## Quoted passage
Tuesday, May 13, 2014

Disclaimer policy of ArogyaUDHC

Question from Shrikant Sawant: Can you elaborate the disclaimer policy of this model. For example: God forbid, but if a patient dies in this process, and because all the data is electronic, it is easily provable who had given the opinion and prescription, is there even a vague possibility that, we as technology providers or the doctors, be prosecuted?

Answer: The disclaimer is displayed once the patient hits on the 'add a health case' button (this button can be found anywhere on most of the website pages as well as on the home page). This is the page that opens up here:http://www.udhc.co.in/INPUT/care-seeker-input.jsp
(Scroll down to the bottom to see the disclaimer which is essentially the same information content on our informed consent form here:http://www.udhc.co.in/STATICS/docs/udhc-english.pdf)

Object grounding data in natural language

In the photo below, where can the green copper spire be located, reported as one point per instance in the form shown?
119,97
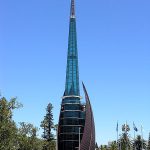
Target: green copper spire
72,73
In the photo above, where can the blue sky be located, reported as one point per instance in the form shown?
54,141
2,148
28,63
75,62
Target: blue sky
114,59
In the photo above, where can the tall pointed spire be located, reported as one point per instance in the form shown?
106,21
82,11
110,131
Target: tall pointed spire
72,73
72,12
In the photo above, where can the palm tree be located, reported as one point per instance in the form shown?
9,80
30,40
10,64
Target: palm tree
139,143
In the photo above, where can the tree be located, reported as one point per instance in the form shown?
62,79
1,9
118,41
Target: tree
113,146
8,129
48,125
140,143
27,137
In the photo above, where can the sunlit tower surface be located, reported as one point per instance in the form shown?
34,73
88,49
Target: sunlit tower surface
76,128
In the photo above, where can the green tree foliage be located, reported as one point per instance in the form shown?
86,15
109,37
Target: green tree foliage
27,135
12,137
140,143
47,126
124,142
8,129
113,146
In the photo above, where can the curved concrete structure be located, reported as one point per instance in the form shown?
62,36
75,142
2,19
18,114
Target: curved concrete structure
88,139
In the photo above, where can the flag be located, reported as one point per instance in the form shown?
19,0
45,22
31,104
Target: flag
117,127
134,127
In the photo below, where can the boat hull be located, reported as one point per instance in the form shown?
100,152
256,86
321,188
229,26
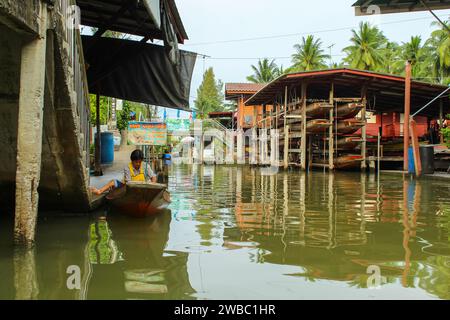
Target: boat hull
139,199
348,143
348,110
349,126
317,126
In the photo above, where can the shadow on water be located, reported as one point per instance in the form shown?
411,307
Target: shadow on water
118,258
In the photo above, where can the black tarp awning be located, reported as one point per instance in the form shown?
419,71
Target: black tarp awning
136,71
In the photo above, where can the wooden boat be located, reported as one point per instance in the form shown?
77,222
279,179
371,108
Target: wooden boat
343,162
317,126
348,110
318,110
348,143
348,162
349,126
139,199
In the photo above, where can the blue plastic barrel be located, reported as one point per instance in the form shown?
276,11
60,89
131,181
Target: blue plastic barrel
411,163
107,144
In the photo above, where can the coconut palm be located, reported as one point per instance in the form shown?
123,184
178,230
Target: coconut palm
309,55
391,58
439,53
266,71
366,51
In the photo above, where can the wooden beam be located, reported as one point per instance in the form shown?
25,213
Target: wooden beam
406,115
97,157
330,132
286,132
364,128
416,150
304,136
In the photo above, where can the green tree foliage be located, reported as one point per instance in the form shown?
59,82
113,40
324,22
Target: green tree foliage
123,116
209,95
366,49
439,53
266,71
104,109
309,55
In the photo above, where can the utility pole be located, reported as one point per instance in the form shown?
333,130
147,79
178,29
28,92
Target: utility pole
331,59
406,115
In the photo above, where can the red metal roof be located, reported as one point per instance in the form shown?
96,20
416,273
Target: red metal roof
368,7
385,92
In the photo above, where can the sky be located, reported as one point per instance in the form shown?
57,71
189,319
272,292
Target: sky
225,30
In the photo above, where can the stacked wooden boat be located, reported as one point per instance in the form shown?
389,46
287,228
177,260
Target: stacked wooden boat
345,126
347,140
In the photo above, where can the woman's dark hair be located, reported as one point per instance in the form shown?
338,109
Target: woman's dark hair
137,155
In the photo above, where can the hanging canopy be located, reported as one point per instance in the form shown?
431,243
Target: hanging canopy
137,71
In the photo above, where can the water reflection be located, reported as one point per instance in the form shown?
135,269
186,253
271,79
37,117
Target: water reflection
234,233
135,264
332,226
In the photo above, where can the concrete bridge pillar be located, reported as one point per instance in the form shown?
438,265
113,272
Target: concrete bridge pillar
29,134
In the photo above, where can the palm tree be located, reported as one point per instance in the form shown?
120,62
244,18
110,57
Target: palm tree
391,58
309,55
266,71
414,52
439,55
366,51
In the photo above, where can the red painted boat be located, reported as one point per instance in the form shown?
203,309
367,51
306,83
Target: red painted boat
318,110
349,126
348,110
317,126
348,162
139,199
348,143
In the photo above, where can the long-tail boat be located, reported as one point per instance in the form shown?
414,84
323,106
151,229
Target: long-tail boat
349,126
350,161
348,110
318,110
317,126
139,199
348,143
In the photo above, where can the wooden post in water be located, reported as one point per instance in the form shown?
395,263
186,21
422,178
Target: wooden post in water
364,129
441,120
330,131
286,132
303,132
415,145
406,115
98,152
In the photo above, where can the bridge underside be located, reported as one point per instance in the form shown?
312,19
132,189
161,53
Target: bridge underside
63,179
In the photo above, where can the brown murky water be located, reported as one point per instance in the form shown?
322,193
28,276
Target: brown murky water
233,233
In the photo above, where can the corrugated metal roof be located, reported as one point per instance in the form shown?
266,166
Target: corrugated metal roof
363,7
385,92
234,90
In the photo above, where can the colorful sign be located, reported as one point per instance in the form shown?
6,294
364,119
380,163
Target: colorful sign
147,133
178,124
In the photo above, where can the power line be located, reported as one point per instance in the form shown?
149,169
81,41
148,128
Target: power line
297,34
259,58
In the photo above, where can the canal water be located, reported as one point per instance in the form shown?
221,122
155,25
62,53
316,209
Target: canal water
246,233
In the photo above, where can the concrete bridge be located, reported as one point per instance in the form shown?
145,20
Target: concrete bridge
44,91
44,112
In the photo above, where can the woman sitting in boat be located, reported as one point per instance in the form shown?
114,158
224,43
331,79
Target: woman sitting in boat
136,170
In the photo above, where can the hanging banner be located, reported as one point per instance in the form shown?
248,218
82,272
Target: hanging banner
178,124
147,133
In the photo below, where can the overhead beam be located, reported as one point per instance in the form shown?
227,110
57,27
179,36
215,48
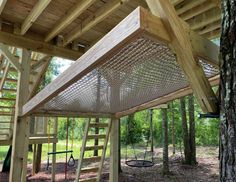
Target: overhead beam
2,5
214,81
9,56
93,20
34,14
36,79
185,57
77,10
4,76
38,46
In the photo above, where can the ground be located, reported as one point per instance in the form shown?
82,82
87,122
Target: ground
205,171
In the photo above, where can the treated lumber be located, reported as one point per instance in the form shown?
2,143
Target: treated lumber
37,79
21,125
77,10
114,151
123,33
2,5
38,46
4,76
198,10
182,47
208,18
189,5
34,14
93,20
176,2
214,81
210,28
9,56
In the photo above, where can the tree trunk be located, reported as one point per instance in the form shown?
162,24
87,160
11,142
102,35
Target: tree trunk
187,151
173,126
165,169
95,153
228,92
38,158
192,142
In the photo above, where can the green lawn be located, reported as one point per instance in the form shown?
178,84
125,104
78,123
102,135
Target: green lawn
61,146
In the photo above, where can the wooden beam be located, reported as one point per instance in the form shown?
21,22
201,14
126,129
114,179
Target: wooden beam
21,125
198,10
77,10
93,20
10,57
176,2
190,4
205,19
34,14
114,151
182,47
38,46
2,5
122,34
214,81
37,79
210,28
4,76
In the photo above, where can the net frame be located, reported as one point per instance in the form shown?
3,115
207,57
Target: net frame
127,35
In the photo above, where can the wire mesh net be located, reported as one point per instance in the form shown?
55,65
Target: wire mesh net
139,72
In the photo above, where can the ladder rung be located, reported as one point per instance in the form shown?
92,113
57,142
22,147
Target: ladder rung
96,136
89,170
98,125
96,147
92,159
88,180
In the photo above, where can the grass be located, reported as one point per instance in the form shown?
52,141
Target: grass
61,146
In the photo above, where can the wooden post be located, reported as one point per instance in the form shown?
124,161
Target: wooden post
54,148
21,124
114,151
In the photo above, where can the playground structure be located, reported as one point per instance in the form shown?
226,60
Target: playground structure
128,59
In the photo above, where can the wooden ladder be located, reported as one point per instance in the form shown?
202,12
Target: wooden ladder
99,159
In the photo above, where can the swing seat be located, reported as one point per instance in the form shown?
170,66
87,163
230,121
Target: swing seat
139,163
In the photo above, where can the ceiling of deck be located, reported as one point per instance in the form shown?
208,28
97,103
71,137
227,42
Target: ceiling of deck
203,16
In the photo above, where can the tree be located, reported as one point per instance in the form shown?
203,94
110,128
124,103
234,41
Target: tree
192,142
173,126
165,169
187,151
228,92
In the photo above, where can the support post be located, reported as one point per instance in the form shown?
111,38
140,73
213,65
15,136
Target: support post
54,148
114,151
21,124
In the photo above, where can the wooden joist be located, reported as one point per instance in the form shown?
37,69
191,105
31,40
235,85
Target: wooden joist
214,81
190,4
2,5
182,47
77,10
93,20
198,10
38,46
34,14
10,57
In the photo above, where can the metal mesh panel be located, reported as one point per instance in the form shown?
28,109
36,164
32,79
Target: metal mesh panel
141,71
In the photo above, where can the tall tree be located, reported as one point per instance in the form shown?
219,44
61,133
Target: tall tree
187,151
228,92
173,125
165,169
192,142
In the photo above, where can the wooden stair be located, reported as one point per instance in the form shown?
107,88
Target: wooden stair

## Task description
Write the next part of the post on the ArogyaUDHC disclaimer policy, starting after its last sentence. The records are not needed for this exercise.

## Result of this task
However more than the above your point hints at deeper issues of medical cognition, medical uncertainty, evidence gaps and their challenges to having a completely transparent clinical workflow. Our patients die everyday (as in most places in the globe) and all of these dead patient-records are still open in our website and anyone (patient relatives and kin) can easily scrutinize and audit whatever went wrong. In most instances we are confident of the fact that we did our best and acted free of errors (as much as is expected from current humans). A transparent clinical workflow could even reduce the amount of law-suits to doctors as most problems (in mutual understanding that lead to lawsuits in the first place) happen due to information gaps that often go unaddressed and we believe these gaps can be addressed by information technology.

Coming to the other important issue of if our outputs to the patient can be misinterpreted (by patients and TCHEs) leading to fatal errors we make it a point to direct all our online outputs and communication to the primary physician in-charge of the patient (click here:http://www.udhc.co.in/SOLUTION/solutionList.jsp). In many instances when we are ourselves the primary physician to the patient our outputs are mostly in the form of paper based prescriptions (or paper notes from the file) which are simply uploaded by the TCHE to maintain informational continuity in the patient's journey(to help their health professionals understand how to better solve their problems).